**Page extract:**

· · ·

Travelling to Glasgow, Scotland

Whooping it up in ?Glasgow, Scotland’s scene-stealing ?second city. Friday night on Glasgow’s lamplit Sauchiehall Street reveals an eye-popping parade of inebriated-hen parties, zigzagging between bars as if in a human pinball machine. These miniskirted scrums, clustered around tear-streaked brides-to-be in devil horns, burst into peals of dirty laughter at each passing male. It’s like being checked out and dismissed before you’ve even tried your best pick-up lines.?

Whooping it up in 
Glasgow, Scotland’s scene-stealing 
second city.

Friday night on Glasgow’s lamplit Sauchiehall Street reveals an eye-popping parade of inebriated-hen parties, zigzagging between bars as if in a human pinball machine. These miniskirted scrums, clustered around tear-streaked brides-to-be in devil horns, burst into peals of dirty laughter at each passing male. It’s like being checked out and dismissed before you’ve even tried your best pick-up lines.


Not in the market for a Glaswegian kiss, I survey the entertainment from a safe distance. If Edinburgh and Glasgow were sisters, the former would be vain and over-manicured while the latter would be a good-time party girl who drinks like a docker. Scotland’s looker of a capital gets the tourists, of course, but I prefer the grittier metropolis, where you rub shoulders with the locals rather than legions of Australian backpackers. 


A business magnet and workhorse city that once housed one of the world’s largest shipyards, Glasgow has reinvented itself as a cultural dynamo in recent years, redeploying its edgy character to forge one of the U.K.’s most exciting arts and music scenes. This is the unlikely birthplace of such bands as Franz Ferdinand and Belle and Sebastian, for example.

· · ·

**Provided data:**
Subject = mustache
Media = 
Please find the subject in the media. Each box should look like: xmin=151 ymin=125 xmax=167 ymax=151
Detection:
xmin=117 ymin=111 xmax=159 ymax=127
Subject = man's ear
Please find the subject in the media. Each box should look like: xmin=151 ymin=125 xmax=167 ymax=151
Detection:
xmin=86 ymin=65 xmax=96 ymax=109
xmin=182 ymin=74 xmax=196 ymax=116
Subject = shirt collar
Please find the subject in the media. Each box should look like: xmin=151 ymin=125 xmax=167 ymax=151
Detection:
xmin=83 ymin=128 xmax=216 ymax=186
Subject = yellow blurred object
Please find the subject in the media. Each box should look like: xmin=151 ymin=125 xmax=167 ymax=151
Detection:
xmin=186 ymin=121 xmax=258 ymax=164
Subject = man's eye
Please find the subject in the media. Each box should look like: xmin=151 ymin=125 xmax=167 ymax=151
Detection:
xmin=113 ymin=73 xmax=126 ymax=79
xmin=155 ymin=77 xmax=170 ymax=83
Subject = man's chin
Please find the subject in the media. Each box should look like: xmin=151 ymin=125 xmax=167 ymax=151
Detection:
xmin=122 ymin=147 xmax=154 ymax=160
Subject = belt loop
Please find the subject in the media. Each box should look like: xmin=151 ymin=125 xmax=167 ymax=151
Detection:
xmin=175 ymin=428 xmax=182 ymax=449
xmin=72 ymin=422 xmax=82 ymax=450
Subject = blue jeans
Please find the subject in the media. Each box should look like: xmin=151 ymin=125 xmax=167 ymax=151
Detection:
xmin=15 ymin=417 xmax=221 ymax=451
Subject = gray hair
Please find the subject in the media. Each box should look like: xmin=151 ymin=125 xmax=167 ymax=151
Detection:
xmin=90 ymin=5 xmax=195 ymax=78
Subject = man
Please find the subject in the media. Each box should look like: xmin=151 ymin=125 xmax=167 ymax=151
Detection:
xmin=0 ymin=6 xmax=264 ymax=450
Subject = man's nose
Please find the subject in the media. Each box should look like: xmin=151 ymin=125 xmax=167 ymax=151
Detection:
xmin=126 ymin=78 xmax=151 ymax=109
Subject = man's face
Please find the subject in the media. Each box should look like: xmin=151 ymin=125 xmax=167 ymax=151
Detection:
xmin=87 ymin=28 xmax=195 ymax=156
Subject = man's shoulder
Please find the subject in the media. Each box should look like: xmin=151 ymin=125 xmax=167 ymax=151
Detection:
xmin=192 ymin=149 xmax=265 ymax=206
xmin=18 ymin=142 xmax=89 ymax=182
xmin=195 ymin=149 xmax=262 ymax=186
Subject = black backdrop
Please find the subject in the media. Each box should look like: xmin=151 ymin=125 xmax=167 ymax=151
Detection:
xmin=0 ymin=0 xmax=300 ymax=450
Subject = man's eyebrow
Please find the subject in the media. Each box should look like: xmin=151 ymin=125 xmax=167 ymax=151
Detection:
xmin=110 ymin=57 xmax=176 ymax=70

· · ·

**To be done:**
Translate this sentence from the Glasgow travel piece into Spanish: "This is the unlikely birthplace of such bands as Franz Ferdinand and Belle and Sebastian, for example."

**Response below:**
Esta es, por ejemplo, la improbable cuna de bandas como Franz Ferdinand y Belle and Sebastian.